**Task to carry out:** Could you output the listing that follows exactly, without its images?

◇ ◇ ◇ ◇ ◇ ◇ ◇

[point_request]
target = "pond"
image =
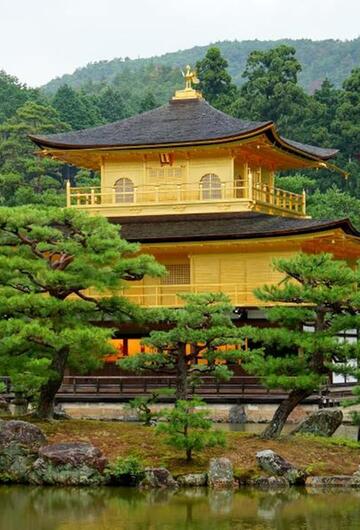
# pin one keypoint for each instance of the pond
(35, 508)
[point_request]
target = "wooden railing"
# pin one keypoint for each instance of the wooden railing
(239, 389)
(281, 199)
(159, 295)
(170, 194)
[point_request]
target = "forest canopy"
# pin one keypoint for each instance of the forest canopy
(267, 85)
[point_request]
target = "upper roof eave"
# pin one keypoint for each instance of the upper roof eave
(182, 123)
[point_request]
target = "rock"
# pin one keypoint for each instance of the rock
(237, 414)
(19, 445)
(332, 481)
(355, 479)
(269, 483)
(324, 422)
(75, 464)
(4, 407)
(221, 474)
(275, 464)
(192, 480)
(158, 477)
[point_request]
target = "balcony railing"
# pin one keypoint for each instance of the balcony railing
(170, 295)
(172, 194)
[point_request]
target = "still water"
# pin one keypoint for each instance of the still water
(34, 508)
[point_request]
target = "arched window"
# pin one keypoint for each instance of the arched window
(210, 186)
(124, 190)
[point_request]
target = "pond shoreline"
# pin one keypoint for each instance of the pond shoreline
(86, 453)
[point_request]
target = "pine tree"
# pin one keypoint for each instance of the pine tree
(194, 344)
(319, 292)
(50, 261)
(187, 426)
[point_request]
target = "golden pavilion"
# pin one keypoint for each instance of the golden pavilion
(196, 188)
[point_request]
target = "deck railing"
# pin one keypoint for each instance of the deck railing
(159, 295)
(149, 195)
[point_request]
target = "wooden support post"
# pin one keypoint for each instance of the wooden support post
(250, 185)
(68, 195)
(304, 203)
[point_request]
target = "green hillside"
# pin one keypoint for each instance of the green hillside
(320, 59)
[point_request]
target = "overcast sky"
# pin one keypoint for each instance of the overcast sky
(41, 39)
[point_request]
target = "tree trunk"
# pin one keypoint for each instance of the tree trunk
(48, 391)
(181, 376)
(283, 411)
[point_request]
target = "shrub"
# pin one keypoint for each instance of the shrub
(189, 429)
(142, 404)
(127, 471)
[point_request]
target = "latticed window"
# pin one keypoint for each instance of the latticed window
(178, 274)
(210, 186)
(124, 190)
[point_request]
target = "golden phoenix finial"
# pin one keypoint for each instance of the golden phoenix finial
(190, 77)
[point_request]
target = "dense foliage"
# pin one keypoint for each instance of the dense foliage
(187, 426)
(269, 90)
(50, 260)
(303, 348)
(320, 59)
(198, 332)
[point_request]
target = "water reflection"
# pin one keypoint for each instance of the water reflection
(26, 508)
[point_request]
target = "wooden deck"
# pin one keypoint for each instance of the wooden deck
(240, 389)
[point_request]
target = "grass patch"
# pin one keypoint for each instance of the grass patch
(320, 456)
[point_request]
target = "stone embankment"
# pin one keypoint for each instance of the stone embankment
(27, 457)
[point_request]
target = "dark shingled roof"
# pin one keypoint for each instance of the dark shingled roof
(178, 122)
(205, 227)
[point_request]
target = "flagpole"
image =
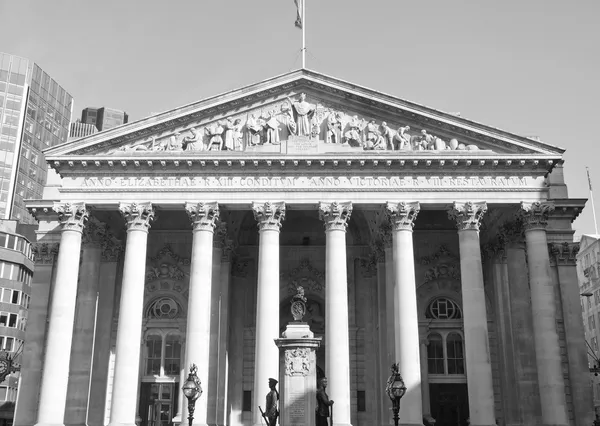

◇ ◇ ◇ ◇ ◇ ◇ ◇

**Answer to this exercise:**
[point_request]
target = "pond"
image =
# pin one keypoint for each instance of the pond
(35, 508)
[point_request]
target = "wooden railing"
# pin one keypoint for each instance of the wooden railing
(239, 389)
(281, 199)
(159, 295)
(170, 194)
[point_request]
target = "forest canopy"
# pin one keypoint for each instance of the forest canopy
(267, 85)
[point_request]
target = "upper roof eave"
# pin one keypoint for each instance of the upper roof eave
(182, 123)
[point_request]
target = "rock"
# pin one keypoint for each instance of the rock
(237, 414)
(19, 445)
(332, 481)
(355, 479)
(269, 483)
(324, 422)
(75, 464)
(4, 407)
(221, 474)
(275, 464)
(192, 480)
(158, 477)
[point_request]
target = "balcony railing"
# pin one keypoint for each instance of the balcony railing
(170, 295)
(172, 194)
[point_request]
target = "still water"
# pin one keypoint for each instance of the still water
(34, 508)
[point_request]
target = "arched window"
# pin one keypoint for each instance of the arched window
(210, 186)
(124, 190)
[point_request]
target = "pond shoreline"
# pin one keypoint for each instance of the pond shoreline
(86, 453)
[point_request]
target = "pine tree"
# pin one keypoint for each instance of the pine tree
(194, 344)
(319, 292)
(50, 261)
(187, 426)
[point_request]
target = "golden pavilion"
# pin one keypoint for each instance of the golden pavilion
(196, 188)
[point_request]
target = "deck railing"
# pin one keypoint for each instance of the deck railing
(159, 295)
(149, 195)
[point_request]
target = "wooden support post"
# pin one keypoint for each instance of the wooden support post
(250, 185)
(68, 195)
(304, 203)
[point_request]
target = "green hillside"
# pin one keypoint for each instance of the green hillside
(320, 59)
[point_request]
target = "overcast sky"
# pin one keypoint for each instance of the overcast sky
(41, 39)
[point_request]
target = "tree trunk"
# pin one keypoint for each instance of the tree trunk
(48, 391)
(181, 376)
(283, 411)
[point_request]
target = "shrub"
# pin one keypoint for each instance of the shrub
(189, 429)
(142, 404)
(127, 471)
[point_request]
target = "latticed window"
# pin one keypoint for each instance of the latticed window
(178, 274)
(210, 186)
(124, 190)
[point_request]
target = "golden phoenix finial"
# pin one keypoint for each instance of the golden phoenix finial
(190, 77)
[point_request]
target = "dense foliage"
# pin one keypoint for each instance of the dense foliage
(187, 426)
(269, 90)
(50, 260)
(303, 348)
(320, 59)
(198, 332)
[point_request]
target = "water reflection"
# pin one keypoint for each instance of the water reflection
(26, 508)
[point_request]
target = "wooden deck"
# pin one keypoint for each instance of the wooden deck
(240, 389)
[point_request]
target = "grass patch"
# pin one keypoint for each instance of the grass patch
(320, 456)
[point_request]
target = "stone embankment"
# pin one keypoint for each instance of the stone embankment
(27, 457)
[point_request]
target = "dark shingled roof"
# pin one keypoint for each instance of the dark shingled roof
(178, 122)
(205, 227)
[point_request]
target = "flagpole"
image =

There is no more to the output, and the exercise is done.